── Extracted material
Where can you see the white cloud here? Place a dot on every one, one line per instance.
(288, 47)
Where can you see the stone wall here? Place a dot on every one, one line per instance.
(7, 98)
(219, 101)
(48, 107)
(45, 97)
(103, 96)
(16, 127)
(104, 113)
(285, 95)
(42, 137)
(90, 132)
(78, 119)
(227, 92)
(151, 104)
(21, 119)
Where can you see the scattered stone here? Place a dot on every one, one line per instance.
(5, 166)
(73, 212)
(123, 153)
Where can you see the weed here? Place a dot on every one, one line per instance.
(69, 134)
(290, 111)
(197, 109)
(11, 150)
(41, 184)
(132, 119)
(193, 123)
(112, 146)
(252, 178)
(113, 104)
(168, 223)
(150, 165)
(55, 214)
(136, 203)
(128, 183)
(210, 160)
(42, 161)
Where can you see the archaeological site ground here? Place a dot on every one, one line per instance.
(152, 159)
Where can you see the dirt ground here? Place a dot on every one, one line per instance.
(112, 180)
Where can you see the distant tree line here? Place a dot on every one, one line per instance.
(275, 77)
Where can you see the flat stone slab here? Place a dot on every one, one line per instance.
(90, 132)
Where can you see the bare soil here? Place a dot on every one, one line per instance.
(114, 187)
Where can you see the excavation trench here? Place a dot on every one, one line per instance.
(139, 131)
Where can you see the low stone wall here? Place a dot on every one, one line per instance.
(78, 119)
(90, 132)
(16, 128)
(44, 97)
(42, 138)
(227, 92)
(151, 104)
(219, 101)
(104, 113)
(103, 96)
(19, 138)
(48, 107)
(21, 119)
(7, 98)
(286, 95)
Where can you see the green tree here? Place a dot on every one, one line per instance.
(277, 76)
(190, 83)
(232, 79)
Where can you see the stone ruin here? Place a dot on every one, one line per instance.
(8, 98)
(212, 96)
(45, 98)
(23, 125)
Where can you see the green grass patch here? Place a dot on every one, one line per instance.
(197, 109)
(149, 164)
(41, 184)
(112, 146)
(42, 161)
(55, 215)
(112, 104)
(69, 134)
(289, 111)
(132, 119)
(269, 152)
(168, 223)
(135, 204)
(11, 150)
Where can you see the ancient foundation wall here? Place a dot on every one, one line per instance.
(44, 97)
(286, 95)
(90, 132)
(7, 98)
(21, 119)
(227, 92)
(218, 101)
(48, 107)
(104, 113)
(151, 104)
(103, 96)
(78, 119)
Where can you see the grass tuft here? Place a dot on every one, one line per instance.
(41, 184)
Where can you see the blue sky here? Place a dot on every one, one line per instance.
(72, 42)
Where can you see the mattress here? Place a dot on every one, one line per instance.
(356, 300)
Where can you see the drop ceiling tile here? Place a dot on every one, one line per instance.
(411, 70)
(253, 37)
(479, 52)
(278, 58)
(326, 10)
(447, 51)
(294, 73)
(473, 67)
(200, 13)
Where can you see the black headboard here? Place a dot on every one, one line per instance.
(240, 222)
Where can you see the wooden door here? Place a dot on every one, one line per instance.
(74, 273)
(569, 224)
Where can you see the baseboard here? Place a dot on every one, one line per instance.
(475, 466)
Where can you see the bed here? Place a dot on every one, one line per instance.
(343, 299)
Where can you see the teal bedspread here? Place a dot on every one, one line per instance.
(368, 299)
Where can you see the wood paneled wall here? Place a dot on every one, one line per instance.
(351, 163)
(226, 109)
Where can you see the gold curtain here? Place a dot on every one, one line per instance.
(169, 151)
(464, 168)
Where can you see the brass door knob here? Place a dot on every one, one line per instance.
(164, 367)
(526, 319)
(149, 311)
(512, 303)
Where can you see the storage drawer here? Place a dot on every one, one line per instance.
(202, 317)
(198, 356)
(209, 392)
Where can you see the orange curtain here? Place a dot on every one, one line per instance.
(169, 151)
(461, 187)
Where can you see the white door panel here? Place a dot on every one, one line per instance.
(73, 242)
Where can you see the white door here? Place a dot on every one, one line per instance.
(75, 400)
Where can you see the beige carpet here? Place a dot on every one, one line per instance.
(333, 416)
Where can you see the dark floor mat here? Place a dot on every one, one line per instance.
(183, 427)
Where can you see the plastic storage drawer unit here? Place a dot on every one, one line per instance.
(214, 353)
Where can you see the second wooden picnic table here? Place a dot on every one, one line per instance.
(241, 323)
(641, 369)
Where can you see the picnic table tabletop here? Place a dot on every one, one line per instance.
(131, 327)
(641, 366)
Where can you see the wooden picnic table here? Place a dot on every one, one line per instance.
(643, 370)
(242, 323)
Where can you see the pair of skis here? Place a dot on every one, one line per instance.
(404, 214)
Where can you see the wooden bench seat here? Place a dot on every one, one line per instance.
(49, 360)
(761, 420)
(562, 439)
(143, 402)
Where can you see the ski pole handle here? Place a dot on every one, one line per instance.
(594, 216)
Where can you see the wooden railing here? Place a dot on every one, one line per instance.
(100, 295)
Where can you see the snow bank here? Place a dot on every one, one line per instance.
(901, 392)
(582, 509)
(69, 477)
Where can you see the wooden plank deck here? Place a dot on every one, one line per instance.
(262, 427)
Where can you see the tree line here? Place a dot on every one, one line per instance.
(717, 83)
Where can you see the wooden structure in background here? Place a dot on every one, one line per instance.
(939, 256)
────
● Given request:
Write out every entry verbatim.

● Exercise answer:
Where can you see the white cloud here? Place a dot on every one, one line per instance.
(288, 47)
Where can you see the stone wall here? Place a dot on every one, one line per instance.
(7, 98)
(219, 101)
(48, 107)
(45, 97)
(103, 96)
(16, 127)
(104, 113)
(285, 95)
(42, 137)
(90, 132)
(78, 119)
(227, 92)
(151, 104)
(21, 119)
Where can you see the scattered stone here? Place a dot on every one, one line per instance.
(5, 166)
(73, 212)
(123, 153)
Where can you see the weed here? Place a dot on every one, one line per instance.
(69, 134)
(290, 111)
(197, 109)
(11, 150)
(41, 184)
(132, 119)
(193, 123)
(112, 146)
(252, 178)
(113, 104)
(168, 223)
(150, 165)
(55, 214)
(136, 203)
(128, 183)
(210, 160)
(42, 161)
Where can you see the archaeological site ground here? Place a dot on every one, one line per instance.
(152, 159)
Where can you see the dirt ground here? Place a dot on every one, one line per instance.
(112, 180)
Where can you see the distant tree line here? Place a dot on every one, one line per instance.
(275, 77)
Where can you see the flat stone slab here? Place a dot on every one, one line per instance.
(90, 132)
Where can you see the bare soil here? Place a dot on every one, one line per instance.
(114, 187)
Where can you see the excavation trench here? Place a dot on every one, one line per instance.
(139, 131)
Where can you see the low stone wall here? Place a dot on every one, one line per instance.
(78, 119)
(90, 132)
(16, 128)
(44, 97)
(42, 138)
(227, 92)
(151, 104)
(219, 101)
(104, 113)
(103, 96)
(19, 138)
(48, 107)
(21, 119)
(7, 98)
(286, 95)
Where can you see the green tree here? Place a dot on every one, one line per instance.
(277, 76)
(190, 83)
(232, 79)
Where can you see the stone ruin here? Place a dot on every one, one line per instance.
(8, 98)
(212, 96)
(45, 98)
(23, 125)
Where can you see the green grass patch here? Place a dot on every one, one line per instance.
(197, 109)
(149, 164)
(41, 184)
(112, 146)
(42, 161)
(55, 215)
(112, 104)
(69, 134)
(289, 111)
(132, 119)
(269, 152)
(168, 223)
(135, 204)
(11, 150)
Where can you see the ancient foundation wall here? Place a dot on every one, one line per instance.
(44, 97)
(286, 95)
(90, 132)
(7, 98)
(21, 119)
(227, 92)
(218, 101)
(48, 107)
(104, 113)
(151, 104)
(103, 96)
(78, 119)
Where can you see the grass tuft here? Place a dot on every one, one line per instance.
(41, 184)
Where can you see the blue sky here? Place a dot on every one, one line per instance.
(72, 42)
Where can you see the mattress here? Place a dot on every one, one line per instance.
(356, 300)
Where can you see the drop ceiling tile here? Place a dot on every one, one line per instance.
(411, 70)
(253, 37)
(479, 52)
(278, 58)
(326, 10)
(447, 51)
(294, 73)
(473, 67)
(200, 13)
Where can you see the black headboard here? Place a dot on every one, one line per instance.
(240, 222)
Where can you see the wooden door here? Place a dot on every one, one line per instance.
(74, 273)
(569, 224)
Where can you see the baseboard here? Place a dot on every one, one line per instance.
(475, 466)
Where can you see the bed here? Place a dot on every one, one line per instance.
(343, 299)
Where can you see the teal bedspread here? Place a dot on every one, one line per instance.
(368, 299)
Where can you see the wood paneled wall here? Place a dot on every one, one line per instance.
(351, 163)
(226, 109)
Where can you see the gold curtain here? Place a dot on every one, one line per instance.
(169, 151)
(464, 168)
Where can you see the brass door knob here? Place a dot on every one, one line per instance.
(164, 367)
(526, 319)
(149, 311)
(512, 303)
Where can you see the storage drawer here? Place a dot on every one, one line per instance.
(202, 317)
(198, 356)
(209, 392)
Where can you see the orange curtain here? Place a dot on every one, one line per instance.
(169, 151)
(461, 187)
Where can you see the white door panel here? Place a dot on every one, one line per instance.
(73, 242)
Where can you see the white door here? Place a dot on every one, one line per instance.
(75, 400)
Where can you see the beige carpet here? Place a dot on every one, one line per instance.
(333, 416)
Where can you see the dark floor mat here? Place a dot on every one, one line per instance.
(183, 427)
Where can you see the plastic storage drawer unit here? Place a dot on every one, one line per instance.
(214, 353)
Where can you see the second wooden picnic table here? Place a dot on every one, one line per instance.
(241, 323)
(641, 369)
Where can you see the picnic table tabletop here? Place a dot on every one, one line per instance.
(131, 327)
(641, 366)
Where can you see the wooden picnic table here? Place a dot on every one, one line per instance.
(643, 370)
(242, 323)
Where can you see the pair of skis here? Place a dot on every one, one line per instance.
(404, 214)
Where can you see the wooden bench seat here? Place a dot on every one, one line per instance.
(49, 360)
(761, 420)
(562, 439)
(143, 402)
Where can you see the ski pole handle here? Place a dot on every one, one line per instance.
(594, 216)
Where can you see the wooden railing here? Place a dot on every one, one line per instance.
(100, 295)
Where can you see the snow bank here? Place a dot on every one, one line per instance.
(901, 392)
(582, 509)
(69, 477)
Where can you see the wooden plank deck here? Place a dot on every one, one line per instance.
(262, 427)
Where can you see the tree line here? Place a dot on every one, one line per instance.
(717, 83)
Where can you see the wooden structure in background here? Place a dot on every one, one line per instance.
(939, 256)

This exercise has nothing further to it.